### Work order:
Match on the string "form" in the entries below and return every matching line.

### Input:
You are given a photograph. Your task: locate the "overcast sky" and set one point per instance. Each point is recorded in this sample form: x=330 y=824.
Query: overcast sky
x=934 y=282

* * *

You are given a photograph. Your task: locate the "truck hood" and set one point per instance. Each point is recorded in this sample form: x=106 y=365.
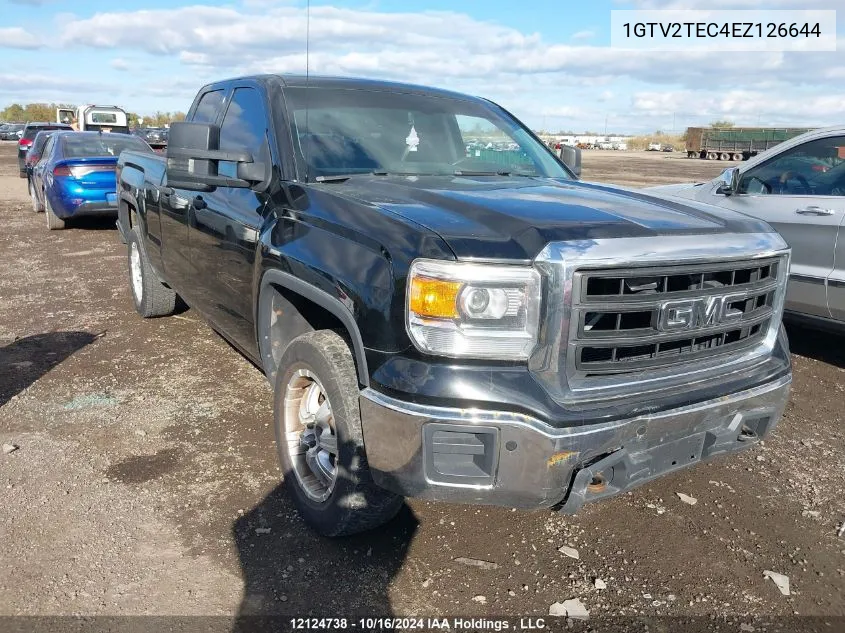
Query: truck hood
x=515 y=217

### Output of the task:
You are given a photograph. Your task: locate the "overcast sky" and set one point per instance. Each point is recorded in this sample form: x=330 y=824.
You are given a photograph. Your task: locate the "truck hood" and set one point per instance. Each point is recorded in this sample form: x=106 y=365.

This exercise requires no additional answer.